Given text >>
START

A vassal to the Crown is a fairly high position. It would offer many things: wealth, land, authority, power, influence, connections, political franchise, etc. It was the propertied class (just below titled aristocracy) at a time when few had property, as property ownership was determined by the feudal order. As such, his father would have had been part of the upper classes, not part of the far reaches of ruling elite but still with significant position at least at the local level. So, when David Peebles refers to himself as a merchant (marchand), he might have meant something far beyond a mere businessman, trader, craftsmen, or farmer.

Another interesting thing is the specific historical context.

Virginia was settled by a fair number of Royalists, supporters of the Crown. They were often referred to as Cavaliers because of courtly fashion (the term cavalier being related to cavalry and chivalry, from Old French chevalier). The term was used as a general label for courtiers and Royalists, but some of them were Norman-descended aristocracy from southern England (and those that weren’t sought to style themselves as such). David Peebles, however, was Scottish. Some Scottish did fight for the Crown, but I don’t know if this included my ancestor and his kin. Scottish Royalists were typically Highlanders, whereas David Peebles was apparently from the Borders (although it might be noted that the Cavaliers didn’t have a high opinion of any of the Scottish—see Reprobates: The Cavaliers of the English Civil War by John Stubbs; also see Soldiers and Strangers: An Ethnic History of the English Civil War by Mark Stoyle, as reviewed by R.C. RichardsonEnglish chauvinist prejudices were rampant. An English officer in 1639 devoted several lines to a litany of hostile adjectives that describe “the scurvy, filthy, dirty, nasty, lousy, itchy, scabby, shitten, stinking, slovenly, snotty-nosed, villainous, barbarous, beastial, false, lying, roguish, devilish” Scots.). The fact that my ancestor immigrated to Virginia and was easily assimilated into the social order does seem to imply that he likely had some association with the Royalist cause.

END

Supplied records >>
START

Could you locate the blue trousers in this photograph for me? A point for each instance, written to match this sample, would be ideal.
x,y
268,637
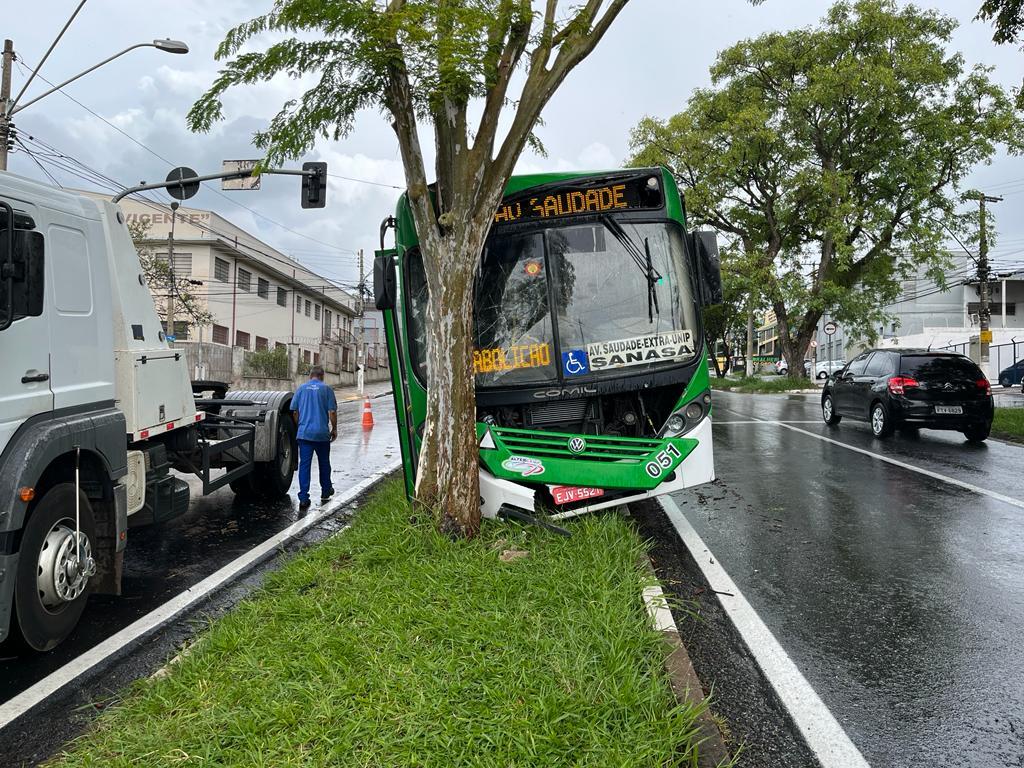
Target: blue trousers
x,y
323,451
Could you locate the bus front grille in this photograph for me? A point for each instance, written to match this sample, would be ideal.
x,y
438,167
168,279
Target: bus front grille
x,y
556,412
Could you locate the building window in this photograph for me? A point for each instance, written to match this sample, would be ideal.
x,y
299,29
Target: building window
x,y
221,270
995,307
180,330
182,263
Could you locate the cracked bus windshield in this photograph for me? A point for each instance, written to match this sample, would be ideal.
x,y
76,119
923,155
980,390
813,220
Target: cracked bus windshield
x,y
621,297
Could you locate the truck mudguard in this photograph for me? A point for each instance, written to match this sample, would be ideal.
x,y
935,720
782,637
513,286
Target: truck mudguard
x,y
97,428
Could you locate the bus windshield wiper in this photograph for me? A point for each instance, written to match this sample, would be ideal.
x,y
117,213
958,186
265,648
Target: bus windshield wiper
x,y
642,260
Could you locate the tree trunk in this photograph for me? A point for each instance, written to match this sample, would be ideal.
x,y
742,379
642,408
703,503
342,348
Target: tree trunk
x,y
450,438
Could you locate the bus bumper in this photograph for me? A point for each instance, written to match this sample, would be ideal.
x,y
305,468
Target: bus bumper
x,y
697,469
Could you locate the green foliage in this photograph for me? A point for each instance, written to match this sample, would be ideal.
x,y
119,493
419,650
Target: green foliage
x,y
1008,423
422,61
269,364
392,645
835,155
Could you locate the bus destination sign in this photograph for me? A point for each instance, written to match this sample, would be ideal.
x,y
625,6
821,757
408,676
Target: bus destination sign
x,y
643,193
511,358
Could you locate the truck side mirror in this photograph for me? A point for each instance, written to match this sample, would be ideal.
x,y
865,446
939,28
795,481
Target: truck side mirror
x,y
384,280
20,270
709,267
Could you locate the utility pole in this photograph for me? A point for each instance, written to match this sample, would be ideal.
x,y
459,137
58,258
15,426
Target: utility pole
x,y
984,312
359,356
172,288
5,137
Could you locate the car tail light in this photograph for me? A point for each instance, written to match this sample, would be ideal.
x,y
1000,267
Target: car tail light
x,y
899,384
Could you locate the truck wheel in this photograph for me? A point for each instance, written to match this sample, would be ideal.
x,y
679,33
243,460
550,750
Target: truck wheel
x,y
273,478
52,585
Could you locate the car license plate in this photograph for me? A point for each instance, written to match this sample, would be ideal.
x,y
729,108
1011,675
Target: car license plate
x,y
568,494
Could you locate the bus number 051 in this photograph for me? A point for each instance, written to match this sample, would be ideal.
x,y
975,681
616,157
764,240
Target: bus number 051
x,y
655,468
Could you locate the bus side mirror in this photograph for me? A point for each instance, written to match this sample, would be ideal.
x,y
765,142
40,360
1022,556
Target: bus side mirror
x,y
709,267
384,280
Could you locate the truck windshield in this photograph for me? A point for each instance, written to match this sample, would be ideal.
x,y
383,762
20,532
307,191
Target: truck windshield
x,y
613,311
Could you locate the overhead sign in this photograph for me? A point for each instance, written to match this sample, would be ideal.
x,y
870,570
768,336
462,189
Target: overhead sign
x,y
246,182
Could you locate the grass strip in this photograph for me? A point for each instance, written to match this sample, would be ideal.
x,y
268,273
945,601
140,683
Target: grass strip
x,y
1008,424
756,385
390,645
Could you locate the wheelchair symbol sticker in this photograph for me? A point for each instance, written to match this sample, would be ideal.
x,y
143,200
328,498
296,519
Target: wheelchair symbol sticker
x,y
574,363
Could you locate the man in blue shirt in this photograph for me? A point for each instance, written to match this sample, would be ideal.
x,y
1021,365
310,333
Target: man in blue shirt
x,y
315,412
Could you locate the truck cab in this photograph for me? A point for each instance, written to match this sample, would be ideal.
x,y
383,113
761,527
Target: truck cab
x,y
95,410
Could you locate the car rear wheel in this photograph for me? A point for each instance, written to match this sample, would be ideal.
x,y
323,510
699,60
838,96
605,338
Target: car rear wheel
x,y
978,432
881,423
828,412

END

Required work >>
1) Transcribe the stretch of the passage on David Peebles from "A vassal to" through "specific historical context.".
2) Based on the passage on David Peebles, say whether each statement agrees with it, answering yes or no and quoting the deciding words: (a) Virginia was settled by a fair number of Royalists; (b) David Peebles came from the Highlands; (c) the writer is sure that David Peebles fought for the Crown.

Answers for the tasks >>
1)
A vassal to the Crown is a fairly high position. It would offer many things: wealth, land, authority, power, influence, connections, political franchise, etc. It was the propertied class (just below titled aristocracy) at a time when few had property, as property ownership was determined by the feudal order. As such, his father would have had been part of the upper classes, not part of the far reaches of ruling elite but still with significant position at least at the local level. So, when David Peebles refers to himself as a merchant (marchand), he might have meant something far beyond a mere businessman, trader, craftsmen, or farmer.

Another interesting thing is the specific historical context.

2)
(a) Yes: "Virginia was settled by a fair number of Royalists, supporters of the Crown."
(b) No: "Scottish Royalists were typically Highlanders, whereas David Peebles was apparently from the Borders"
(c) No: "Some Scottish did fight for the Crown, but I don’t know if this included my ancestor and his kin."